──────── Selected passage
I just noticed while trying to learn to read GHC Core, that the
automatically derived Eq
instance for enum-style data types such as
data EType = ETypeA | ETypeB | ETypeC | ETypeD
| ETypeE | ETypeF | ETypeG | ETypeH
deriving (Eq)
seems to be transformed into a O(N)-like lookup when looking at GHC's core representation:
$fEqEType_$c== =
\ (a_ahZ :: EType) (b_ai0 :: EType) ->
case a_ahZ of _ {
ETypeA ->
case b_ai0 of _ {
ETypeA -> True;
ETypeB -> False;
ETypeC -> False;
ETypeD -> False;
ETypeE -> False;
ETypeF -> False;
ETypeG -> False;
ETypeH -> False
};
ETypeB -> case b_ai0 of _ {__DEFAULT -> False; ETypeB -> True};
ETypeC -> case b_ai0 of _ {__DEFAULT -> False; ETypeC -> True};
ETypeD -> case b_ai0 of _ {__DEFAULT -> False; ETypeD -> True};
ETypeE -> case b_ai0 of _ {__DEFAULT -> False; ETypeE -> True};
ETypeF -> case b_ai0 of _ {__DEFAULT -> False; ETypeF -> True};
ETypeG -> case b_ai0 of _ {__DEFAULT -> False; ETypeG -> True};
ETypeH -> case b_ai0 of _ {__DEFAULT -> False; ETypeH -> True}
}
Am I misinterpreting the GHC core output? Shouldn't algebraic data types provide an integer id for each constructor, which could then be compared directly in O(1)? Also, why does the first case clause for ETypeA
not make use of __DEFAULT
as the other clauses do?
────────────────
──────── Exercise data
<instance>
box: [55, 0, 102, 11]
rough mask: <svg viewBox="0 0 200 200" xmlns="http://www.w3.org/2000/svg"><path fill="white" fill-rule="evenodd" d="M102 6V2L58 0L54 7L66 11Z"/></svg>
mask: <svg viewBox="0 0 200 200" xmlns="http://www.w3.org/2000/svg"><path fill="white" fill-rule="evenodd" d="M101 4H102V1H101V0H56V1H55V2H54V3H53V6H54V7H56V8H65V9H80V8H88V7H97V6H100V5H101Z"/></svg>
────────────────
What you need to do ▸
• 1. Summarize the GHC Core post in two sentences.
• 2. Carry on writing the GHC Core post from the point where it stops.
The listing has nothing to do with the GHC Core post.

Task-by-task answers ▸
• 1. While learning to read GHC Core, the writer noticed that the automatically derived Eq instance for an enum-style data type with eight constructors shows up as nested case expressions, which looks like an O(N) lookup. The writer asks whether this reading of the output is mistaken, whether algebraic data types shouldn't give each constructor an integer id that could be compared directly in O(1), and why the first case clause for ETypeA doesn't use __DEFAULT as the other clauses do.

• 2.
update:
As per suggestion by Simon Marlow, I addad a 9th constructor ETypeI
, and then GHC switched to using dataToOtag#
:
$fEqEType_$c/= =
\ (a_ahS :: EType) (b_ahT :: EType) ->
case dataToTag# @ EType a_ahS of a#_ahQ {
__DEFAULT ->
case dataToTag# @ EType b_ahT of b#_ahR {
__DEFAULT ->
case ==# a#_ahQ b#_ahR of _ {
False -> True; True -> False
}
}
}
For me, this adds the question as to what the trade-offs between GHC core's case
and use of dataToTag#
are, and why this particular cut-off of 9 constructors for using dataToTag#
is implemented in GHC.